PROBLEM DETAILS - Pull every line that holds the word "wooden" from the entries.

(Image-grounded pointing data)
--- START ---

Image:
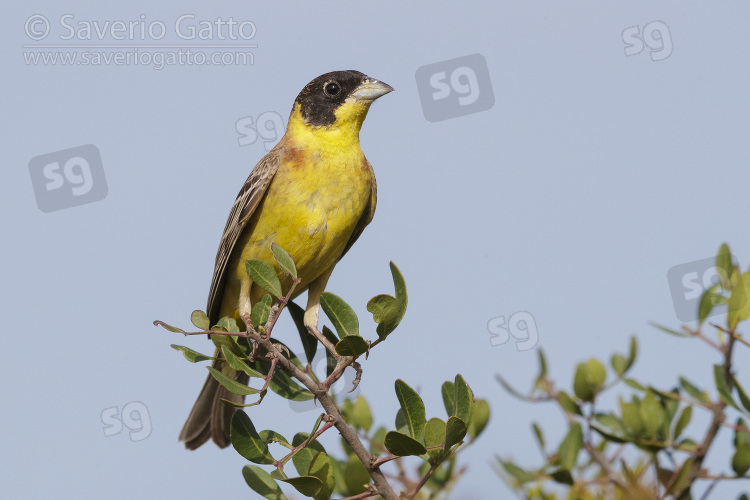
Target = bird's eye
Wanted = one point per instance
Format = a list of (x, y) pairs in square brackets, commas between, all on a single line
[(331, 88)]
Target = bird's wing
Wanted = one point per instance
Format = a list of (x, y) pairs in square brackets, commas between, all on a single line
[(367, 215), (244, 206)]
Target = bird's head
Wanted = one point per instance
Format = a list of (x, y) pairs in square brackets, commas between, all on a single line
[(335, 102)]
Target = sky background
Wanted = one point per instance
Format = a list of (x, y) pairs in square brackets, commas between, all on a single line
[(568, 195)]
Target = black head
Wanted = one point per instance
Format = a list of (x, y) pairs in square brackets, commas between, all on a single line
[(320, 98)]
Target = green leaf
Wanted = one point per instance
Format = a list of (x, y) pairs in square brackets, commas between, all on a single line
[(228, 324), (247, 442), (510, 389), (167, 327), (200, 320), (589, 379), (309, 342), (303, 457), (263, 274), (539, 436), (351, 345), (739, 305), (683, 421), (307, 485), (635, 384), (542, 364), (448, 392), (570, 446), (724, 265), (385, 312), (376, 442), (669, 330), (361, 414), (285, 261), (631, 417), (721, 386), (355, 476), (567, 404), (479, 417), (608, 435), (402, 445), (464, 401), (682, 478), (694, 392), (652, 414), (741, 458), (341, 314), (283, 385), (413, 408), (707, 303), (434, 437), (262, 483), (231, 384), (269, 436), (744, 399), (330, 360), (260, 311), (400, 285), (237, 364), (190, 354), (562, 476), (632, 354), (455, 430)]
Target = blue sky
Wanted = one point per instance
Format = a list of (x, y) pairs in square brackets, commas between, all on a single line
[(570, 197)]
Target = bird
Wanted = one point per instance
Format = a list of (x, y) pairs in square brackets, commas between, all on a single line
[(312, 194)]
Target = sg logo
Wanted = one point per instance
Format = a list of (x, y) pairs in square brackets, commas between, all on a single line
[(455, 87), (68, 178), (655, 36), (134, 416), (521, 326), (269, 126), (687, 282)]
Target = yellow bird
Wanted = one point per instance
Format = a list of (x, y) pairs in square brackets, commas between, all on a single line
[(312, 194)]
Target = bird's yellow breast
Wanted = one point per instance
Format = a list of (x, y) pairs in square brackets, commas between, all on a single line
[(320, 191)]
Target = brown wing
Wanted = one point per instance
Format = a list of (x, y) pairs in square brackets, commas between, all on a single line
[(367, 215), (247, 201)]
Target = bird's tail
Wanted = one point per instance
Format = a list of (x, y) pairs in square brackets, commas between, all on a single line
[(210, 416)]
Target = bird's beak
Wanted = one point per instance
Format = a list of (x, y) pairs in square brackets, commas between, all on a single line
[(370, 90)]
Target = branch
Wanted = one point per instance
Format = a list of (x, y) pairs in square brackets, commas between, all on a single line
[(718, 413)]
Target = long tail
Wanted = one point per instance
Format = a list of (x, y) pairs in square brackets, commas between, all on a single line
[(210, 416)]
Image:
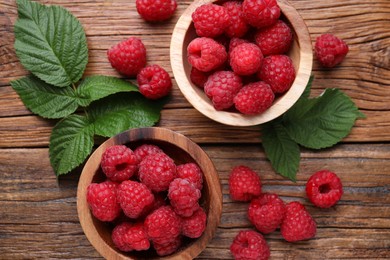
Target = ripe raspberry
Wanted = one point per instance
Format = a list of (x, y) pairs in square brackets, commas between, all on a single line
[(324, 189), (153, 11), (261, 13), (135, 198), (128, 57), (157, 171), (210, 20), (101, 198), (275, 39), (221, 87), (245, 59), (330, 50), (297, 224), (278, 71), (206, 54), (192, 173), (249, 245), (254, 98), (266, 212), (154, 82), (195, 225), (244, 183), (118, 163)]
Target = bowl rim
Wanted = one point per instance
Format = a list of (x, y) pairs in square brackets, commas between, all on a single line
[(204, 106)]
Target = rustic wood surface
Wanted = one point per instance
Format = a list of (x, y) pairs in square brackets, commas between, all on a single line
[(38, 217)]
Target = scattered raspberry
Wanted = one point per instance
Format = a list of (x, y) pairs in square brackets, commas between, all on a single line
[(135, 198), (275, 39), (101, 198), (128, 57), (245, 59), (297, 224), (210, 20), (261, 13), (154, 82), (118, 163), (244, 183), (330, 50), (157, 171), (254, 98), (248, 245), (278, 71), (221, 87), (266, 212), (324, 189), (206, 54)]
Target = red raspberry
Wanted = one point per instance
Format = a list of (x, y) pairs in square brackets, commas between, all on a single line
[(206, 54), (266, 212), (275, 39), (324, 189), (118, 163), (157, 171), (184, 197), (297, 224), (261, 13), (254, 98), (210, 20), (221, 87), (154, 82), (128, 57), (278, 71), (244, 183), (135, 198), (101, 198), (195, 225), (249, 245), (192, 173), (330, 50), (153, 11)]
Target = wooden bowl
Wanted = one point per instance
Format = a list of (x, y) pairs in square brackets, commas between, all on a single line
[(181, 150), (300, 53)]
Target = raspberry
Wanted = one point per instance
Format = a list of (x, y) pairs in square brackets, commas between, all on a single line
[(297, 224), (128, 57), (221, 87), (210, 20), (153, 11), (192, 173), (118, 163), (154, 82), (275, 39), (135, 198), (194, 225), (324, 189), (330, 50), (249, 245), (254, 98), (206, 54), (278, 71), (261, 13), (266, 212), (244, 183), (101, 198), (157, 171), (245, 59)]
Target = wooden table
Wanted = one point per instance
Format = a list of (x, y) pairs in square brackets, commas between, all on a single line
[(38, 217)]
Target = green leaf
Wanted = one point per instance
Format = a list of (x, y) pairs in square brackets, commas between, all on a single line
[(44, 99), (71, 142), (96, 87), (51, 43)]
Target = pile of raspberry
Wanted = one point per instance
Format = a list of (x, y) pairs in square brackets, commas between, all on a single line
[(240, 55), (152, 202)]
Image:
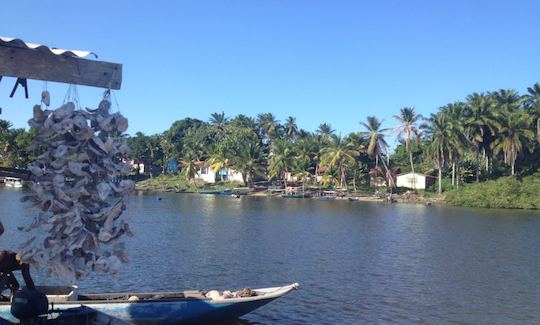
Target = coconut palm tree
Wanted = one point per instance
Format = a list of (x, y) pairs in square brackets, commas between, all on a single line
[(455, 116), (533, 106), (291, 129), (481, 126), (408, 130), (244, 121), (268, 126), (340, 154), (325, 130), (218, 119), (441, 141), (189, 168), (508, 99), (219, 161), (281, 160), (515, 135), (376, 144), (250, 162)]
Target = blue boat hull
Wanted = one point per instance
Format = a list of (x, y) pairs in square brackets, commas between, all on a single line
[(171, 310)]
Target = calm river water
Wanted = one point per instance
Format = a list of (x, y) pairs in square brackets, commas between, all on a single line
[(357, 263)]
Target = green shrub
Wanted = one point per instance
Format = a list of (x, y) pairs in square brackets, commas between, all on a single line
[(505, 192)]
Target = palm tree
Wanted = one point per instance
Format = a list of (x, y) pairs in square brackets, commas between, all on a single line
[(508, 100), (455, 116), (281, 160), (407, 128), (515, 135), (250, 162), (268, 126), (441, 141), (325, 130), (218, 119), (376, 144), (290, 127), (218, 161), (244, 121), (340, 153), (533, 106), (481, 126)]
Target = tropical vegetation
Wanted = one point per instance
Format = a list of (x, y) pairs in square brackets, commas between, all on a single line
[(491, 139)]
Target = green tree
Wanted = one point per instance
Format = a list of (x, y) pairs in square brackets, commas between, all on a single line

--- END ---

EXERCISE RESPONSE -
Target = wooden bowl
Target = wooden table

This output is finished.